:: Exercise ::
Every line from the one with "like (78, 100)." through the final line of the entries below should be returned exactly; leave out all other lines.

:: Data excerpts ::
-=-=-=-=-

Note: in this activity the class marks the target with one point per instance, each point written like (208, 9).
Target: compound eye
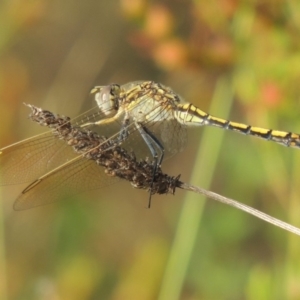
(105, 98)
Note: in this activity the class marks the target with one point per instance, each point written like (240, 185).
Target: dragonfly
(145, 117)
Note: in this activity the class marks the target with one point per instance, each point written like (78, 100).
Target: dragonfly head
(107, 97)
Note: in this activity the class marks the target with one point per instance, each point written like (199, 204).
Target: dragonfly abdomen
(189, 115)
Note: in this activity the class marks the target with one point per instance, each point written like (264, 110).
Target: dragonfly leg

-=-=-=-=-

:: Answer for the task ::
Note: in this activity the class marks the target with one point per instance, each point written like (78, 100).
Target: dragonfly head
(107, 97)
Note: in this activity the class marks the target with one point per instance, each point written like (199, 204).
Target: dragonfly abdomen
(189, 115)
Note: in this activity the class marks the target with one point per instance, each point written like (264, 110).
Target: dragonfly leg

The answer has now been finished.